**Aufgabenstellung**
Gib aus der Buchbesprechung den Abschnitt wortgetreu wieder, der mit "Eine Windrose aus" beginnt und bis einschließlich "der jüngsten Musikgeschichte." reicht.

**Vorliegender Textauszug**
....
Frankfurter Allgemeine Zeitung - Rezension
Frankfurter Allgemeine Zeitung | Besprechung von 03.02.2000

Geschwinde, geschwinde, ihr wirbelnden Winde
Die Kritik darf Sprünge machen: Hans-Klaus Jungheinrich kennt alle Ecken und Enden der Musikwelt

Eine Windrose aus Notensystemen ziert den Einband von Hans-Klaus Jungheinrichs Buch "Unser Musikjahrhundert". Der achtstrahlige Kreis täuscht eine Ordnung, ein System vor, das sich jederzeit wie Fortunas Zufallsrad drehen kann, die Konturen der Notenlinien verwischend. Ein treffendes Bild für die Unfassbarkeit, Vielstimmigkeit, Widersprüchlichkeit, Vielfalt jener musikalischen Äußerungen, die sich spätestens nach dem Serialismus, dem wohl letzten einigermaßen verbindlichen Musiksystem, in alle stilistischen Richtungen verstreut haben. Jungheinrich, seit mehr als dreißig Jahren Musikredakteur der Frankfurter Rundschau, ist klug und erfahren genug, dem schier Unmöglichen aus dem Weg zu gehen: dem planvollen Forschungsgang durch den Irrgarten der jüngsten Musikgeschichte.

Den Winkelzügen dieses Jahrhunderts folgt er vielmehr mit Gedankensprüngen, Kreuz- und Quergängen, assoziativen Zirkeln und Verknüpfungen. Das ist anregend, aber auch anstrengend. Denn der Journalist, weit über sein Fach hinaus bewandert, setzt in seinem Leser die Fähigkeit voraus, Anspielungen auf allgemein ästhetischem, politischem, gesellschaftswissenschaftlichem, philosophischem und manchem weiteren Gebiet zu verstehen und aufzudröseln. Dabei hilft zuweilen die pointenfunkelnde, gelenkige Sprache, die den Kern eines komplizierten Sachverhalts oft witzig trifft.
....
**Vorliegende Datensätze**
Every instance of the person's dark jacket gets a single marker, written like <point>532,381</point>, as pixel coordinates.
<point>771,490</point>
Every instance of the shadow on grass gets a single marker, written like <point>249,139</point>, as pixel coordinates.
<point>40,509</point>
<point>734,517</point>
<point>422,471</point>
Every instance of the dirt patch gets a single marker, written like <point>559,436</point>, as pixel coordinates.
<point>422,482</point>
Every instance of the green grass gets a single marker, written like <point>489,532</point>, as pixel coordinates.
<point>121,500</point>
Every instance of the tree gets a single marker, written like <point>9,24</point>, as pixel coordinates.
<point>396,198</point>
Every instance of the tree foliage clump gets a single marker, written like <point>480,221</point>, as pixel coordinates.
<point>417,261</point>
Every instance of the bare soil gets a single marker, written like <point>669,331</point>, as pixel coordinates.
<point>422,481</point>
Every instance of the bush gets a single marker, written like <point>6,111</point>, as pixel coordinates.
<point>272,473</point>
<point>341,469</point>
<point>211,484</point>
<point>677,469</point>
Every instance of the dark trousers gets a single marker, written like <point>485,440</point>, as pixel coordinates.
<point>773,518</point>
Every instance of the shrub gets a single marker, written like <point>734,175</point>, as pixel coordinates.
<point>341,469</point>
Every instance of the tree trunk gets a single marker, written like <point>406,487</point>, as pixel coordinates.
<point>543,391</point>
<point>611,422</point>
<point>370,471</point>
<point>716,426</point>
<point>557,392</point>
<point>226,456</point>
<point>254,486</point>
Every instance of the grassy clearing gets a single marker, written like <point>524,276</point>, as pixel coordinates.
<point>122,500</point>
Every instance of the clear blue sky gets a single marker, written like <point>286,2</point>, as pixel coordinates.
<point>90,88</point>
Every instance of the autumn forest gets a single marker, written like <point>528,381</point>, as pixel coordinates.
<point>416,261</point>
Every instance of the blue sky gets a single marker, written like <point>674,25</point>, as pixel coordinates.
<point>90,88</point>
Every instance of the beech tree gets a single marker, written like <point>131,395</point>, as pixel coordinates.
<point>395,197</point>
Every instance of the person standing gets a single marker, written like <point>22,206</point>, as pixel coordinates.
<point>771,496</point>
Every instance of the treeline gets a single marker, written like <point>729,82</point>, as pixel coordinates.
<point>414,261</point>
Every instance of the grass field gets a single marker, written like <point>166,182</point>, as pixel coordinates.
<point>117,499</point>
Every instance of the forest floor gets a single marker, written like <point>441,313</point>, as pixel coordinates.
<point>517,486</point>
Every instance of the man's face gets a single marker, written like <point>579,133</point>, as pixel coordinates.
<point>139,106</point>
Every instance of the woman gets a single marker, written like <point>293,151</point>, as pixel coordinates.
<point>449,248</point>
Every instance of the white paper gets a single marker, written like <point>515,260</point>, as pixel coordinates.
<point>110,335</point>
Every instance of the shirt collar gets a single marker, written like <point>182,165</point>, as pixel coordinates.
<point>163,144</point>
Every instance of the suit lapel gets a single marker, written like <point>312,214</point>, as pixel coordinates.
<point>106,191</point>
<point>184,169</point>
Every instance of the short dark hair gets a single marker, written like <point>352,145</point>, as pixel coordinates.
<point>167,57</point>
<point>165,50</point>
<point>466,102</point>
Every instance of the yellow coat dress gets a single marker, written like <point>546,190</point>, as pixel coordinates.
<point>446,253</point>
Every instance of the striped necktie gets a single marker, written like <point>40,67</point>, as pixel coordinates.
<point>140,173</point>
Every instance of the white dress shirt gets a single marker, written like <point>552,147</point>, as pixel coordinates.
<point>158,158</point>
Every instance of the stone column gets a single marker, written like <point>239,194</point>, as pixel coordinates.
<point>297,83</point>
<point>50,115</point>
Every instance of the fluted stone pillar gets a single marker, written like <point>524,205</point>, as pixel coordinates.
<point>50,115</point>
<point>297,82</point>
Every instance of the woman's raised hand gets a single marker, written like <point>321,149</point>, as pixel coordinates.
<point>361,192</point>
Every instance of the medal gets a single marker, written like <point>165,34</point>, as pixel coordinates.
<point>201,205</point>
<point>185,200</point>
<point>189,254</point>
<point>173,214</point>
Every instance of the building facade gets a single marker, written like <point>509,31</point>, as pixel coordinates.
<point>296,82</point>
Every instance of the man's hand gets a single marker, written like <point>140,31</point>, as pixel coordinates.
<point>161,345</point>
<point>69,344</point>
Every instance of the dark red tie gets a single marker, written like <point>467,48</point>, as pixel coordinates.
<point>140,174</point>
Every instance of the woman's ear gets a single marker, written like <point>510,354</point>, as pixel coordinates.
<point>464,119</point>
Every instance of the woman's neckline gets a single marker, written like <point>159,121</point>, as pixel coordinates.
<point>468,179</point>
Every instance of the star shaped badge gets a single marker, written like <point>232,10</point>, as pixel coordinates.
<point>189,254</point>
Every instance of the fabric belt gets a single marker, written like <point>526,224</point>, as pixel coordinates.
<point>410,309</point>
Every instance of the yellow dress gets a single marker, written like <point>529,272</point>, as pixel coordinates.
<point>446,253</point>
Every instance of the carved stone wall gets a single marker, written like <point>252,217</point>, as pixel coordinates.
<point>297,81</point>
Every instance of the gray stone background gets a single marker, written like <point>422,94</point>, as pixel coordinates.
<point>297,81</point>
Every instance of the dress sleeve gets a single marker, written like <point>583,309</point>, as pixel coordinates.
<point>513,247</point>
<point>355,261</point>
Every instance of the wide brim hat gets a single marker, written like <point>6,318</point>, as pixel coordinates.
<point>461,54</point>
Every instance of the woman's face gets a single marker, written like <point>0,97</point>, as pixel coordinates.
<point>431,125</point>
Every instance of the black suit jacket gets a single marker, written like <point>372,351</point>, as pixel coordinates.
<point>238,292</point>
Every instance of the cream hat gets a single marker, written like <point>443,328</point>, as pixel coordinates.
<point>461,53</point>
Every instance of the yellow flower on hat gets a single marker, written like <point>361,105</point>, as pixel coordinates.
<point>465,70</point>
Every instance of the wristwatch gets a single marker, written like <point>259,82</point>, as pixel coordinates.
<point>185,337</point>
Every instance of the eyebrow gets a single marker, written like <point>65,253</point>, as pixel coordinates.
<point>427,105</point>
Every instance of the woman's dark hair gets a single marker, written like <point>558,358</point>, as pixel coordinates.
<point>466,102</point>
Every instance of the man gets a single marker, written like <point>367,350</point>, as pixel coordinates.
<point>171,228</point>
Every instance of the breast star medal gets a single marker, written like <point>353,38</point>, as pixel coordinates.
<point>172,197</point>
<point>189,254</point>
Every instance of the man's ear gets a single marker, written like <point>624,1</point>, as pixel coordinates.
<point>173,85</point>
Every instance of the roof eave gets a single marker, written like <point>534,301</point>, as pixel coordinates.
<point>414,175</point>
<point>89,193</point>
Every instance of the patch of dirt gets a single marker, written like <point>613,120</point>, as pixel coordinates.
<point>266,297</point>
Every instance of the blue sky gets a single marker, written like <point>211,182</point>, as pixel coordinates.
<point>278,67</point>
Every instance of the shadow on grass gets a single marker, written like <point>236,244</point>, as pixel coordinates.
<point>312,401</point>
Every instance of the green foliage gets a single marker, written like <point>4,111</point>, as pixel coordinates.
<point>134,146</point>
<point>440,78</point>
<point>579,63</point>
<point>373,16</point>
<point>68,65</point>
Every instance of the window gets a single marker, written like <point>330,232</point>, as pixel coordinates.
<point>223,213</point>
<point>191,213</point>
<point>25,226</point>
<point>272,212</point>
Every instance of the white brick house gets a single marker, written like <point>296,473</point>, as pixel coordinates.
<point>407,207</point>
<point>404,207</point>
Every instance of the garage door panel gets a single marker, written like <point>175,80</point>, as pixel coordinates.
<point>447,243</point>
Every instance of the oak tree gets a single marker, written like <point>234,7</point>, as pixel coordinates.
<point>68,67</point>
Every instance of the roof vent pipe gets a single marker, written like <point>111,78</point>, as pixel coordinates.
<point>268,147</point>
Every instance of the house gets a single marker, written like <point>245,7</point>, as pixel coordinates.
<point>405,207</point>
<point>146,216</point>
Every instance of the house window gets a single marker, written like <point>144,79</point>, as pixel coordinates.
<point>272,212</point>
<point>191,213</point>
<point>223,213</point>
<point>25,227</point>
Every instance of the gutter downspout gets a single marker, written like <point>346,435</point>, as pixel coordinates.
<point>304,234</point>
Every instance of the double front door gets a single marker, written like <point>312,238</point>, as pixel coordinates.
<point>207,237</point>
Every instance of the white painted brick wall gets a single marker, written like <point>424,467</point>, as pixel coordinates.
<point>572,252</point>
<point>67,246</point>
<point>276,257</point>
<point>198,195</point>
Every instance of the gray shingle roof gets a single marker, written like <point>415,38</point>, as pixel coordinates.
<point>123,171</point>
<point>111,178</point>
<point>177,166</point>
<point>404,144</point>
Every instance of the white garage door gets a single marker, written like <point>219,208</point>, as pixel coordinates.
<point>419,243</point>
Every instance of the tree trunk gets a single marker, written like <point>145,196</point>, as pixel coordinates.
....
**Lösung**
Eine Windrose aus Notensystemen ziert den Einband von Hans-Klaus Jungheinrichs Buch "Unser Musikjahrhundert". Der achtstrahlige Kreis täuscht eine Ordnung, ein System vor, das sich jederzeit wie Fortunas Zufallsrad drehen kann, die Konturen der Notenlinien verwischend. Ein treffendes Bild für die Unfassbarkeit, Vielstimmigkeit, Widersprüchlichkeit, Vielfalt jener musikalischen Äußerungen, die sich spätestens nach dem Serialismus, dem wohl letzten einigermaßen verbindlichen Musiksystem, in alle stilistischen Richtungen verstreut haben. Jungheinrich, seit mehr als dreißig Jahren Musikredakteur der Frankfurter Rundschau, ist klug und erfahren genug, dem schier Unmöglichen aus dem Weg zu gehen: dem planvollen Forschungsgang durch den Irrgarten der jüngsten Musikgeschichte.